**Work to do**
a. Quote the stretch of the review from "Fashion alert: Now" through "and many others.".
b. Answer these questions from the review:
(i) At which theater is "You Can't Fake the Funk" being staged?
(ii) Who is named as the production's choreographer?
(iii) Which era does the review name as the source of the platform shoes and fringed vests?

**Page excerpt**
Fashion alert: Now is the time to start digging around in the furthest reaches of your closet (think circa late 1960s and ‘70s) in order to retrieve those flashy platform shoes and fringed vests you once wore while dancing to the music of such era-defining funk masters as James Brown, Sly and the Family Stone, Chaka Khan, Earth Wind & Fire, Isaac Hayes, Curtis Mayfield, Rick James, Bootsy Collins, George Clinton and many others.
Then, once you’ve exhumed the “costumes,” you are advised to head on over to the Black Ensemble Theater where “You Can’t Fake the Funk.” What you will find there is an irresistible celebration of the dance-driven music that grabbed hold of the rhythmic groove of a bass line, mixed the soul, jazz, and rhythm and blues sound already deeply ingrained in the African American tradition, and captured the frenetic energy and social change of its time.
To get right to the point (and to borrow a few song titles in the process): This show – which is unquestionably one of the company’s most irresistible, highly polished, dance-fueled productions of recent seasons – will take you higher, set you on fire, and infuse you with a Superfly energy. And along with the funky emphasis on the downbeat comes an upbeat sensation of pure nostalgic fun devised by writer-director Daryl D. Brooks, choreographer Christopher Chase Carter, music director Robert Reddrick, Rueben Echoles, a maestro of flash-and-fabulous funk couture, and a cast of volcanic actor-singer-dancers who bring a slew of superstars winningly back to life. You really can’t fake that kind of funk.

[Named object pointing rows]
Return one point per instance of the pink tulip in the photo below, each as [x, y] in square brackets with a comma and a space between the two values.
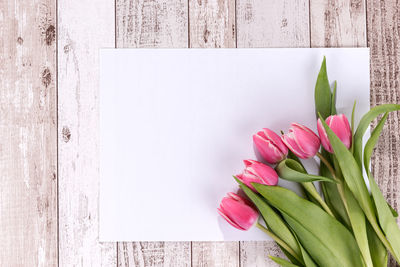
[339, 124]
[270, 146]
[237, 212]
[302, 141]
[257, 172]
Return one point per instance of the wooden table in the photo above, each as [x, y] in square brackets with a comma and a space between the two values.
[49, 110]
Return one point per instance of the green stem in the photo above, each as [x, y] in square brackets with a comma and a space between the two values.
[372, 221]
[279, 241]
[313, 192]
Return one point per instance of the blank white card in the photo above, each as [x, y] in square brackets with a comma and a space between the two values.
[176, 124]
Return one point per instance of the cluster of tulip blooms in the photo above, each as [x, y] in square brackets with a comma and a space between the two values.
[302, 141]
[345, 224]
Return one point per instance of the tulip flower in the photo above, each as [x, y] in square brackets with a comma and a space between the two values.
[302, 141]
[339, 124]
[270, 146]
[257, 172]
[238, 212]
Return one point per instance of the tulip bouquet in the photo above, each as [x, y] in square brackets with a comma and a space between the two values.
[343, 223]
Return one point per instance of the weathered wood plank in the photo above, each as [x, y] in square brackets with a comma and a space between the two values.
[28, 133]
[272, 23]
[212, 25]
[215, 254]
[152, 23]
[383, 20]
[338, 23]
[84, 27]
[154, 254]
[269, 24]
[162, 23]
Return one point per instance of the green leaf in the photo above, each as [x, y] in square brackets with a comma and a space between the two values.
[282, 262]
[273, 221]
[363, 126]
[379, 253]
[331, 194]
[358, 223]
[394, 212]
[385, 217]
[327, 241]
[322, 92]
[352, 126]
[308, 262]
[292, 170]
[351, 172]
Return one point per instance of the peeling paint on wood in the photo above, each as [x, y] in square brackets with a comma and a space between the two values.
[84, 27]
[28, 135]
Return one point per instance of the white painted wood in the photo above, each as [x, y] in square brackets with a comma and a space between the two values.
[269, 24]
[383, 39]
[273, 23]
[338, 23]
[84, 27]
[28, 133]
[212, 23]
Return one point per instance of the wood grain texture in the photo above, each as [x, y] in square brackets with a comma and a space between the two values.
[338, 23]
[275, 23]
[152, 24]
[269, 24]
[212, 24]
[383, 20]
[205, 254]
[84, 27]
[28, 133]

**Per-task answers**
a.
Fashion alert: Now is the time to start digging around in the furthest reaches of your closet (think circa late 1960s and ‘70s) in order to retrieve those flashy platform shoes and fringed vests you once wore while dancing to the music of such era-defining funk masters as James Brown, Sly and the Family Stone, Chaka Khan, Earth Wind & Fire, Isaac Hayes, Curtis Mayfield, Rick James, Bootsy Collins, George Clinton and many others.

b.
(i) The Black Ensemble Theater.
(ii) Christopher Chase Carter.
(iii) Circa the late 1960s and '70s.